→ **Exercise**:
Exactly reproduce the lines from the line containing "the white long-sleeve" to the end of the data below, inclusive, and nothing else.

****************************************

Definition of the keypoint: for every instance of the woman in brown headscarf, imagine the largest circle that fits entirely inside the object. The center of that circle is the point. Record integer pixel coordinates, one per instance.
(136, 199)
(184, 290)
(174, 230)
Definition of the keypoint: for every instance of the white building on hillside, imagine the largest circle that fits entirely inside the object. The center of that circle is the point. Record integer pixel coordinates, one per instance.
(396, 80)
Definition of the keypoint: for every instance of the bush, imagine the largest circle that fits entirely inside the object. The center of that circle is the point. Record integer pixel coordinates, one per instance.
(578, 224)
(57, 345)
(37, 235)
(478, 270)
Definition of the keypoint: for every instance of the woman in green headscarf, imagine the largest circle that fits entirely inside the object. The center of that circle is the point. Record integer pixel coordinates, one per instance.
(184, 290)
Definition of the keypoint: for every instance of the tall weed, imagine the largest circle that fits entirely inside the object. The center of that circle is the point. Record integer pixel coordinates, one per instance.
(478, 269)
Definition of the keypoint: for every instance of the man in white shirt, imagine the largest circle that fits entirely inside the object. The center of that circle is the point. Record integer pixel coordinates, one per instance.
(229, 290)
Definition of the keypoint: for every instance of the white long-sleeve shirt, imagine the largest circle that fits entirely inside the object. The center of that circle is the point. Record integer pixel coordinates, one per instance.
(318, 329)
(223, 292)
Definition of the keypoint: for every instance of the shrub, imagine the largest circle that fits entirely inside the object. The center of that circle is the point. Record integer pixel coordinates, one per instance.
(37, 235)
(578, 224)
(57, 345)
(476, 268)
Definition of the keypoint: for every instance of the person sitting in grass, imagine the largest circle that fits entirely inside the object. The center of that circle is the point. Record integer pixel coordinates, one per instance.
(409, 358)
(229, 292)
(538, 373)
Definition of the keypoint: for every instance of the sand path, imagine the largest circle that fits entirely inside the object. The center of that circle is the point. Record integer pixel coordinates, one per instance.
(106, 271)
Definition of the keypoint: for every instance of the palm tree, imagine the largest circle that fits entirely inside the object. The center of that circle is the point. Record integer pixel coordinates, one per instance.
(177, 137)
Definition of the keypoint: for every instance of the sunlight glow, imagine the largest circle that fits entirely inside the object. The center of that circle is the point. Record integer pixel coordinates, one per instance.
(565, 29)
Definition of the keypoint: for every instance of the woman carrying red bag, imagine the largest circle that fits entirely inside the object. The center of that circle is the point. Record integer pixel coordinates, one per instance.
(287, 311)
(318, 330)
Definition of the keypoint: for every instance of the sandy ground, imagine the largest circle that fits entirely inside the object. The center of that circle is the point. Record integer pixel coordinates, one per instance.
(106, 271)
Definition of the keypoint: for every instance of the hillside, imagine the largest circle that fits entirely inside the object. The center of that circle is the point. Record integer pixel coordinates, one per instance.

****************************************

→ **Result of the task**:
Definition of the keypoint: for every instance of the white long-sleeve shirt, imagine the largest circle that fits entirely inside the object. The center of that circle is the point. Record integer pixel coordinates, one per instance.
(318, 329)
(223, 292)
Definition of the keypoint: for every instance of the shrub, imagine the largest circle that fits entirely inside the object. The center of that circle is the point. Record integer pixel coordinates, one per instance.
(37, 235)
(578, 224)
(57, 345)
(476, 268)
Definition of the keypoint: for every instance of the person sitting in grass, imagine the largest circle that fits entirely inside the object. The center of that circle is the point. Record integer pixel coordinates, one per instance.
(409, 358)
(229, 292)
(538, 373)
Definition of the keypoint: for every instance of the sand path, imagine the largest circle that fits entirely inside the object. The center of that circle is the point. Record integer pixel coordinates, one per instance.
(106, 271)
Definition of the keypoint: for every instance of the palm tree, imagine the largest circle that fits entirely inside the object. The center of that circle is the point. Record integer pixel coordinates, one per instance.
(177, 137)
Definition of the keypoint: for every instance of the sunlight glow, imagine the largest circle that fits entirely inside the object. The center of that circle is the point. Record integer pixel coordinates, one per instance.
(565, 29)
Definition of the keypoint: for every instance of the woman carrying red bag, imagine the largest circle that fits entirely inside the object. The center of that circle is the point. Record integer pixel coordinates, one per instance.
(287, 311)
(318, 330)
Definition of the keypoint: for every instance of the sandy ground, imagine the largest circle that fits entirely inside the object. The center of that circle is the point. Record integer pixel coordinates, one per instance.
(106, 271)
Definition of the keypoint: for every instance of the hillside, imagine the largest circle that fits entirely inside the object. The center of that circle is the point. Record integer pixel coordinates, one per instance.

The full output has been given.